> Required action
Set down, word for word, everything in the article below on the text generator from "The systems is" down to "can burn underwater…)".

> Exercise text
##########

OpenAI, the non-profit research agency backed by Elon Musk, says it has created an AI capable of generating intelligible text without explicit training. OpenAI has declined to release the full research due to concerns over potential “malicious applications of the technology.”
The AI model is essentially a powerful text generator capable of generating substantial human-like reports from a small sample text or headline.
We've trained an unsupervised language model that can generate coherent paragraphs and perform rudimentary reading comprehension, machine translation, question answering, and summarization — all without task-specific training: https://t.co/sY30aQM7hU pic.twitter.com/360bGgoea3
— OpenAI (@OpenAI) February 14, 2019
When the model was fed this human constructed headline: “A train carriage containing controlled nuclear materials was stolen in Cincinnati today. Its whereabouts are unknown.” The machine produced this news story on its first try:
“The incident occurred on the downtown train line, which runs from Covington and Ashland stations.”
“In an email to Ohio news outlets, the U.S. Department of Energy said it is working with the Federal Railroad Administration to find the thief. “The theft of this nuclear material will have significant negative consequences on public and environmental health, our workforce and the economy of our nation,” said Tom Hicks, the U.S. Energy Secretary, in a statement.
“Our top priority is to secure the theft and ensure it doesn’t happen again.””
The systems is not perfect yet; as the researchers note, its results include various failures such as repetitive text and world breaking contradictions, e.g writing about fires occurring under water. (Technically magnesium fires can burn underwater…)

##########

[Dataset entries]
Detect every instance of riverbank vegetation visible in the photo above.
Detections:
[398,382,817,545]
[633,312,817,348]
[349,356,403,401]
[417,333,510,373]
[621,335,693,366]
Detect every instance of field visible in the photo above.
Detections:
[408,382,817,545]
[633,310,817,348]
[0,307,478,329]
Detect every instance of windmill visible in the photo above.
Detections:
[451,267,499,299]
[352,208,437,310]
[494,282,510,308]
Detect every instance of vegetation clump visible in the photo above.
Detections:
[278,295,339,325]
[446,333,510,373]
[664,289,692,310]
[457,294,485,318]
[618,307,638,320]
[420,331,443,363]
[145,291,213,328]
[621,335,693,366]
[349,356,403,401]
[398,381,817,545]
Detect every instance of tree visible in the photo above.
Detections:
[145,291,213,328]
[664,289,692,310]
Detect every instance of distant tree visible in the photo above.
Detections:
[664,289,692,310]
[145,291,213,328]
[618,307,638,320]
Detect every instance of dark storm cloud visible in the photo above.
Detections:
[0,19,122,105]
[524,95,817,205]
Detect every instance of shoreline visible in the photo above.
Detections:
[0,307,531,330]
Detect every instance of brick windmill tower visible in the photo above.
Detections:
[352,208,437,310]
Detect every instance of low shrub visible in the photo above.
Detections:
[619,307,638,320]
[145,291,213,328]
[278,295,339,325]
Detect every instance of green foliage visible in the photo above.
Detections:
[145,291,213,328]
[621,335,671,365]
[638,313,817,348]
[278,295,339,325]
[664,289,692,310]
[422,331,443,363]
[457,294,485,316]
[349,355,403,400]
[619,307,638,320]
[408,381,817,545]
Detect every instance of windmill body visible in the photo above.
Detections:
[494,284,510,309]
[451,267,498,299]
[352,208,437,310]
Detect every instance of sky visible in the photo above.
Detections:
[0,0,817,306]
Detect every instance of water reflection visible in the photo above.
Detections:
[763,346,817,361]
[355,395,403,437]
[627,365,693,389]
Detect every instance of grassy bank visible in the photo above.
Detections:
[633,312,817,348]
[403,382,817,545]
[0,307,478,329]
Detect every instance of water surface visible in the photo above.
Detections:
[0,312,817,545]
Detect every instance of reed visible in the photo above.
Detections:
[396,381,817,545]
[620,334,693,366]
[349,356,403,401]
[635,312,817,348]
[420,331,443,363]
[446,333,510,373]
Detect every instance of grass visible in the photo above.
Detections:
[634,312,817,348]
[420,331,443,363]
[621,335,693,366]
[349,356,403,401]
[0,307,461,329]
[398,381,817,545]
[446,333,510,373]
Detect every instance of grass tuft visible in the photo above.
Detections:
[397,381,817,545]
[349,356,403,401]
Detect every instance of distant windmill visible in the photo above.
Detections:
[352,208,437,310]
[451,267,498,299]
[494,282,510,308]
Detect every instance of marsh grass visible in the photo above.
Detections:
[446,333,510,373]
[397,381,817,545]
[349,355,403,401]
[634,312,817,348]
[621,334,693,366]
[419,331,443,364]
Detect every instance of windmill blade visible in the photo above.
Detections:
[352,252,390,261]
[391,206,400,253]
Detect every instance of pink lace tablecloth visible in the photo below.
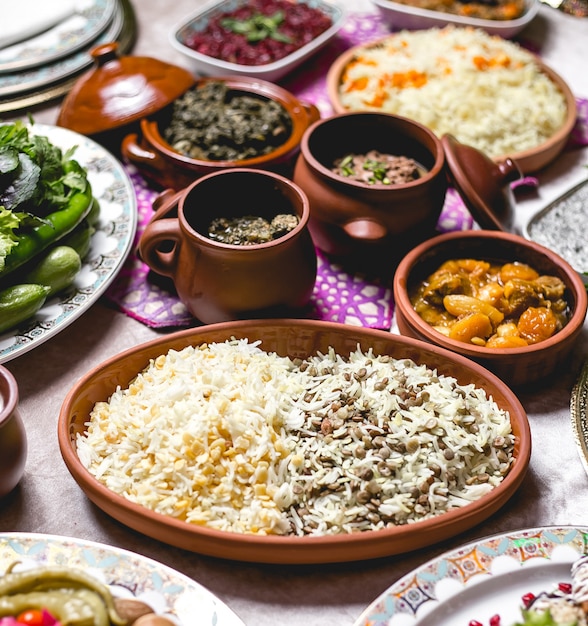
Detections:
[106,13,588,329]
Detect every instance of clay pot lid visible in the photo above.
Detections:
[57,42,196,135]
[441,135,522,232]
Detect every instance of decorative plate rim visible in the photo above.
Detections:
[353,525,588,626]
[0,532,244,626]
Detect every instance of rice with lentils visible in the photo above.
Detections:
[338,26,567,157]
[77,339,514,535]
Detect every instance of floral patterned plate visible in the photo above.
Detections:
[0,124,137,363]
[354,526,588,626]
[0,533,244,626]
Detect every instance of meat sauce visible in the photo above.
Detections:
[410,259,569,348]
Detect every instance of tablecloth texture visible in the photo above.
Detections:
[106,13,588,329]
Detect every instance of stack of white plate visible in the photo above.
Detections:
[0,0,136,113]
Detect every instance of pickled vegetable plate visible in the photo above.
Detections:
[0,124,137,363]
[0,533,244,626]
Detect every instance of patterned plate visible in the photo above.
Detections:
[354,526,588,626]
[0,0,116,73]
[0,2,124,98]
[0,124,137,363]
[0,533,244,626]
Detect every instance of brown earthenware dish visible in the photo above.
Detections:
[121,76,320,189]
[393,230,587,387]
[293,112,447,262]
[326,35,577,174]
[58,319,531,564]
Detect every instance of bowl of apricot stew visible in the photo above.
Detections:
[393,230,587,387]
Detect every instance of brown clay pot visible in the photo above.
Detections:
[57,42,196,153]
[121,77,320,189]
[139,168,317,323]
[394,230,588,387]
[0,365,27,498]
[293,113,447,268]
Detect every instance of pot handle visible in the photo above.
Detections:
[137,217,182,280]
[301,102,321,126]
[343,219,388,242]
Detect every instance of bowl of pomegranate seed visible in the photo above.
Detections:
[170,0,344,81]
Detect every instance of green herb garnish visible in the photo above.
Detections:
[221,11,292,43]
[363,159,390,185]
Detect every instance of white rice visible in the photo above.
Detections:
[339,26,567,157]
[77,339,514,535]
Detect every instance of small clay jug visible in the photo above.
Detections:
[138,168,317,324]
[0,365,27,498]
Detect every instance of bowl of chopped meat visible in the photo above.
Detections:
[293,112,447,264]
[121,76,320,189]
[393,230,587,387]
[170,0,345,81]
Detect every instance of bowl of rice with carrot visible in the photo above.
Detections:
[58,320,531,564]
[327,25,577,174]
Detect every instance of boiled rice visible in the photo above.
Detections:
[77,339,514,535]
[339,26,567,157]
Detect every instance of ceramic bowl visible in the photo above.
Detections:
[58,319,531,564]
[393,230,587,387]
[371,0,540,39]
[0,365,27,498]
[326,34,577,174]
[293,112,447,263]
[121,76,320,189]
[170,0,345,81]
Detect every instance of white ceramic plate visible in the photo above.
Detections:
[0,124,137,363]
[372,0,539,39]
[354,526,588,626]
[0,0,117,72]
[169,0,345,82]
[0,2,125,100]
[0,533,244,626]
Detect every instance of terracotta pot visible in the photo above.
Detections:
[139,169,317,323]
[0,365,27,498]
[293,113,447,268]
[394,230,588,387]
[121,77,320,189]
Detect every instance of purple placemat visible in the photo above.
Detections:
[106,14,588,329]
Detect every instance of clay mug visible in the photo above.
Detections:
[0,365,27,498]
[138,168,317,324]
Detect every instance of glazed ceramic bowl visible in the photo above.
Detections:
[121,76,320,189]
[138,168,317,324]
[393,230,587,387]
[170,0,345,81]
[0,365,27,498]
[58,319,531,564]
[371,0,540,39]
[326,29,577,174]
[293,112,447,262]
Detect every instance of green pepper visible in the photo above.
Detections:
[0,183,93,280]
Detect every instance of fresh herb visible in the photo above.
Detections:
[363,159,390,185]
[0,121,89,271]
[221,11,292,43]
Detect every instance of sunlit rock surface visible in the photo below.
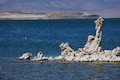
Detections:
[55,17,120,62]
[19,17,120,62]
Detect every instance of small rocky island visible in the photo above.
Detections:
[19,17,120,62]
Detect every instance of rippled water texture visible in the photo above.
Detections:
[0,18,120,80]
[0,60,120,80]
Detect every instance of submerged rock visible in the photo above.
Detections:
[56,17,120,62]
[19,53,32,60]
[19,17,120,62]
[32,52,43,61]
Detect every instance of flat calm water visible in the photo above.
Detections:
[0,18,120,80]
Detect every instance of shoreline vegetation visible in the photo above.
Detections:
[0,12,99,20]
[19,16,120,62]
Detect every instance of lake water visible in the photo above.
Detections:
[0,18,120,80]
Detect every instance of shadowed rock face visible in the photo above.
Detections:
[56,17,120,61]
[84,17,104,53]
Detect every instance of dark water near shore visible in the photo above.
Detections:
[0,18,120,80]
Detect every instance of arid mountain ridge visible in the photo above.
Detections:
[0,12,99,20]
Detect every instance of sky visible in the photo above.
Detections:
[0,0,120,17]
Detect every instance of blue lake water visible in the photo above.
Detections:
[0,18,120,80]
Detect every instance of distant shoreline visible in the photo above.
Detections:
[0,12,99,20]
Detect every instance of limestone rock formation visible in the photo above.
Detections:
[55,17,120,62]
[19,53,32,60]
[19,17,120,62]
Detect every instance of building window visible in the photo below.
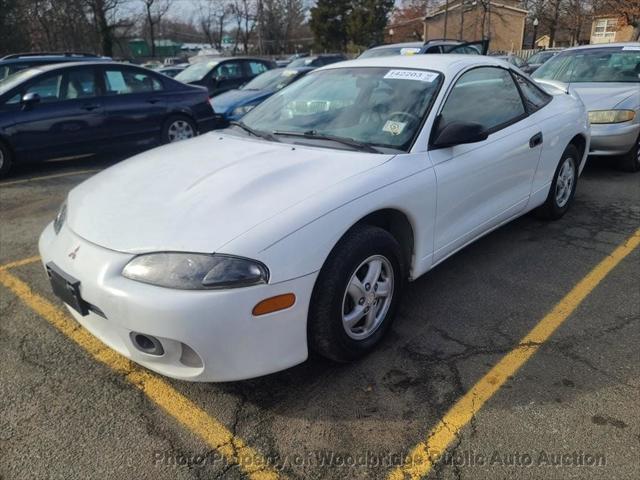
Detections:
[593,18,618,39]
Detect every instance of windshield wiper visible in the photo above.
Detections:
[273,130,380,153]
[229,120,280,142]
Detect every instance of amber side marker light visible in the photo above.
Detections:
[251,293,296,317]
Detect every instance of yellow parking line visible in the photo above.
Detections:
[388,229,640,480]
[0,257,280,480]
[0,168,100,187]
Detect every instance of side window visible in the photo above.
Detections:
[249,62,269,75]
[24,73,62,103]
[213,62,244,80]
[64,68,97,100]
[104,68,162,95]
[439,67,526,131]
[513,73,551,112]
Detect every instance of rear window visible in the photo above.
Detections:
[533,46,640,83]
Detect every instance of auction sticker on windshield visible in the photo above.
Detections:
[382,120,407,135]
[384,70,438,83]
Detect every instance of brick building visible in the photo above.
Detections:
[424,0,527,52]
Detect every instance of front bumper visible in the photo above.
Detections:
[589,122,640,155]
[39,224,316,382]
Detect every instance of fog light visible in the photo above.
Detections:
[129,332,164,356]
[252,293,296,317]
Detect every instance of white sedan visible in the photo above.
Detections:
[39,55,589,381]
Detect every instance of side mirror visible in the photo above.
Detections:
[431,122,489,148]
[22,92,40,107]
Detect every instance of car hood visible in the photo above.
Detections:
[211,90,273,114]
[67,132,393,253]
[571,83,640,110]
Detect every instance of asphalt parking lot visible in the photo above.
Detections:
[0,152,640,480]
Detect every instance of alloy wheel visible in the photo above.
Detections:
[342,255,394,340]
[556,157,576,208]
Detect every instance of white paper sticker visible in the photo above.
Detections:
[382,120,407,135]
[384,70,438,83]
[400,48,420,55]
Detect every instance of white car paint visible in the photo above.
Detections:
[39,55,589,381]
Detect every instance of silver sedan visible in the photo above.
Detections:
[533,42,640,172]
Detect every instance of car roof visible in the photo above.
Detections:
[564,42,640,52]
[318,53,511,75]
[189,55,272,65]
[369,42,424,50]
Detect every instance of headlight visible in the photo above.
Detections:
[589,110,636,123]
[122,252,269,290]
[231,105,255,117]
[53,202,67,235]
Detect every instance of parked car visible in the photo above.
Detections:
[358,39,489,58]
[39,55,589,381]
[211,67,313,126]
[0,52,111,80]
[287,53,347,68]
[0,62,214,176]
[494,53,529,73]
[174,57,276,97]
[525,48,562,74]
[533,42,640,172]
[157,63,190,78]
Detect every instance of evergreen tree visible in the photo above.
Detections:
[309,0,350,51]
[347,0,394,47]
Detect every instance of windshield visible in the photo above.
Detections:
[533,47,640,83]
[0,68,42,95]
[238,67,442,151]
[529,52,555,64]
[175,62,218,83]
[242,68,299,90]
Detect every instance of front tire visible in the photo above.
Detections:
[307,225,406,362]
[619,135,640,172]
[536,144,580,220]
[0,141,13,178]
[162,115,198,144]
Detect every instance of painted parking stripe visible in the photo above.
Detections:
[388,229,640,480]
[0,257,281,480]
[0,168,100,187]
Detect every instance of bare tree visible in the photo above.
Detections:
[84,0,127,56]
[231,0,258,53]
[198,0,233,48]
[141,0,172,58]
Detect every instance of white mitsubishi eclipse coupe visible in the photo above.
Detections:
[40,55,589,381]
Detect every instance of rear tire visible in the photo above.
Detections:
[536,144,580,220]
[618,135,640,172]
[0,141,13,178]
[307,225,406,362]
[162,115,198,144]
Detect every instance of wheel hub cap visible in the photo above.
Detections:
[342,255,394,340]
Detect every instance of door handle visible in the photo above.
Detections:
[529,132,542,148]
[82,103,100,112]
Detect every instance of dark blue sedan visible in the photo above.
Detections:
[0,62,215,176]
[211,67,314,126]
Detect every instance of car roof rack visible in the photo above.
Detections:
[0,52,100,60]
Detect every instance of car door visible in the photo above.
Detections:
[429,67,542,262]
[212,60,247,96]
[11,66,105,160]
[101,65,167,146]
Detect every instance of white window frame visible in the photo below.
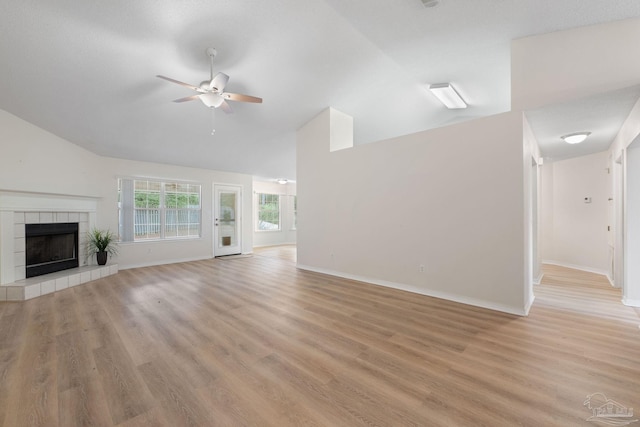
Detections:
[118,177,202,243]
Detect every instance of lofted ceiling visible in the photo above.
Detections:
[0,0,640,179]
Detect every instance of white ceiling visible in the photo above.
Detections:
[0,0,640,179]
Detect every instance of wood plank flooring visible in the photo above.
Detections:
[0,246,640,427]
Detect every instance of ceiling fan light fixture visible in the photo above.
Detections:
[198,92,224,108]
[429,83,467,110]
[560,132,591,144]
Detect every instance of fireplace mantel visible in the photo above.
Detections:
[0,190,100,286]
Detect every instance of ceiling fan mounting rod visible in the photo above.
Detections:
[206,47,218,80]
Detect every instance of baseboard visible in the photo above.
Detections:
[296,264,533,316]
[542,260,609,276]
[118,256,212,270]
[533,272,544,285]
[253,242,296,248]
[622,298,640,307]
[524,290,536,316]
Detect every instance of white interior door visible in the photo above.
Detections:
[213,184,242,256]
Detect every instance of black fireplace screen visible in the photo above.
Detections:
[25,223,79,277]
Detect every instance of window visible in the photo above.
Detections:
[256,193,280,231]
[118,179,202,242]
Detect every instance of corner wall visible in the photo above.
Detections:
[0,110,253,274]
[297,110,530,315]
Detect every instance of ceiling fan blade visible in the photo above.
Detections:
[220,101,233,114]
[173,95,200,102]
[156,75,200,90]
[209,73,229,92]
[222,92,262,104]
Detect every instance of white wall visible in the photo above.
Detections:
[297,110,530,314]
[623,144,640,307]
[0,110,253,268]
[522,116,542,290]
[511,18,640,110]
[251,181,296,247]
[543,152,610,275]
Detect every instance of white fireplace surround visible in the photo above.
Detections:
[0,190,117,301]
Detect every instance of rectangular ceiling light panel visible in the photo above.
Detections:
[429,83,467,110]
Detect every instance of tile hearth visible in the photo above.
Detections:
[0,264,118,301]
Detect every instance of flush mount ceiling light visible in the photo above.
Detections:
[560,132,591,144]
[429,83,467,110]
[422,0,440,7]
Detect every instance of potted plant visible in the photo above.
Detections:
[87,228,118,265]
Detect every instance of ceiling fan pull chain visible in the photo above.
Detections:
[209,107,216,136]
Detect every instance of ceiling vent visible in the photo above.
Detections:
[421,0,440,7]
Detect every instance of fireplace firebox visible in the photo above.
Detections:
[25,222,80,277]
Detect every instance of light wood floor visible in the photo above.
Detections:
[0,247,640,427]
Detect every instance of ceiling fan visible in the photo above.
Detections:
[156,47,262,113]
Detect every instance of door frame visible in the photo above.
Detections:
[211,182,244,258]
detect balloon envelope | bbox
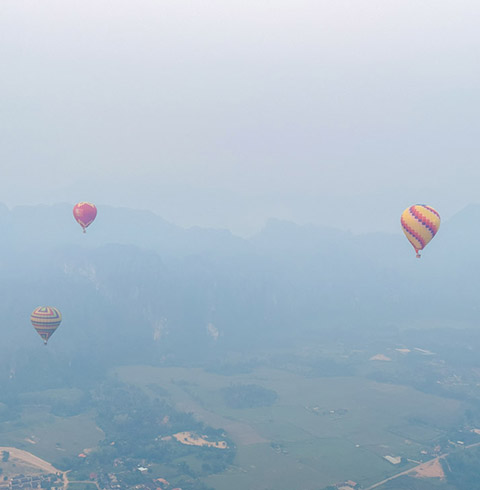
[400,204,440,257]
[73,202,97,233]
[30,306,62,344]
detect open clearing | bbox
[0,407,104,466]
[115,366,464,490]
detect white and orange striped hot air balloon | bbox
[400,204,440,258]
[30,306,62,345]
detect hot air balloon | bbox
[400,204,440,259]
[73,202,97,233]
[30,306,62,345]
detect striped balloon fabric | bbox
[400,204,440,258]
[30,306,62,345]
[73,201,97,233]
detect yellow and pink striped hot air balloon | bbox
[400,204,440,258]
[30,306,62,345]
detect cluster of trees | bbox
[64,380,235,489]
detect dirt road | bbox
[0,446,63,474]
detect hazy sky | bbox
[0,0,480,234]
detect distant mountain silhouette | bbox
[0,204,480,372]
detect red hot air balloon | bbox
[73,202,97,233]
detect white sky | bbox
[0,0,480,234]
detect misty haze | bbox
[0,0,480,490]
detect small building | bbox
[383,456,402,464]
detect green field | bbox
[115,366,464,490]
[0,406,104,466]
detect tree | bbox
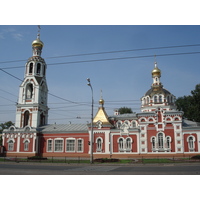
[176,84,200,122]
[0,121,14,146]
[119,107,133,114]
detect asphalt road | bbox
[0,162,200,175]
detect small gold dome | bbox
[32,38,44,47]
[151,63,161,76]
[99,99,104,105]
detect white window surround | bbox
[77,138,84,152]
[96,137,103,152]
[117,137,133,152]
[23,139,30,151]
[66,138,76,152]
[187,135,196,152]
[54,138,64,152]
[47,139,53,152]
[7,139,15,151]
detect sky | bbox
[0,25,200,124]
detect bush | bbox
[191,155,200,159]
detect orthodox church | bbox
[2,34,200,158]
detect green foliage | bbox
[119,107,133,114]
[176,84,200,122]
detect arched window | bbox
[8,140,14,151]
[24,140,29,151]
[154,96,158,103]
[159,95,162,103]
[40,113,45,126]
[119,138,124,151]
[151,137,156,149]
[158,133,163,149]
[24,111,29,127]
[166,136,171,149]
[43,65,46,76]
[188,136,194,151]
[26,83,33,99]
[29,63,33,74]
[36,63,41,75]
[126,138,131,151]
[97,138,102,151]
[167,96,170,103]
[147,97,149,104]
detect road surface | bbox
[0,162,200,175]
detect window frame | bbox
[77,138,84,152]
[66,138,76,152]
[47,139,53,152]
[54,138,64,152]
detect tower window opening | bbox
[8,140,14,151]
[40,113,45,126]
[154,96,158,103]
[166,137,170,149]
[158,133,163,149]
[24,111,30,127]
[152,137,156,149]
[36,63,41,75]
[126,138,131,151]
[29,63,33,74]
[26,84,33,99]
[24,140,29,151]
[119,138,124,151]
[159,96,162,103]
[97,138,102,151]
[43,65,46,76]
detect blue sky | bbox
[0,25,200,123]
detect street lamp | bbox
[87,78,94,164]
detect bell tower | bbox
[15,28,49,128]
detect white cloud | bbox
[12,33,23,40]
[0,27,23,41]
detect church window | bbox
[54,139,63,152]
[126,138,131,151]
[24,111,29,127]
[29,63,33,74]
[159,96,162,103]
[188,136,194,151]
[77,139,83,152]
[8,140,14,151]
[151,137,156,149]
[97,138,102,151]
[24,140,29,151]
[66,139,75,152]
[40,113,45,126]
[158,133,163,149]
[154,96,158,103]
[26,84,33,99]
[167,96,170,103]
[119,138,124,151]
[43,65,46,76]
[47,139,53,152]
[166,136,170,149]
[36,63,41,75]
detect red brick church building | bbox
[2,34,200,158]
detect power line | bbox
[0,44,200,64]
[0,51,200,70]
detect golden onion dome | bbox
[32,38,44,47]
[151,63,161,77]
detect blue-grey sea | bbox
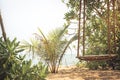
[61,53,79,66]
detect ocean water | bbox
[61,53,79,66]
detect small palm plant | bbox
[21,25,77,73]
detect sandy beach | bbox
[46,66,120,80]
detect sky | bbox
[0,0,67,40]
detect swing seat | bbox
[77,54,117,61]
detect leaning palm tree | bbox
[22,25,77,73]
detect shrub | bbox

##########

> Exercise solution
The systems is not perfect yet; as the researchers note, its results include various failures such as repetitive text and world breaking contradictions, e.g writing about fires occurring under water. (Technically magnesium fires can burn underwater…)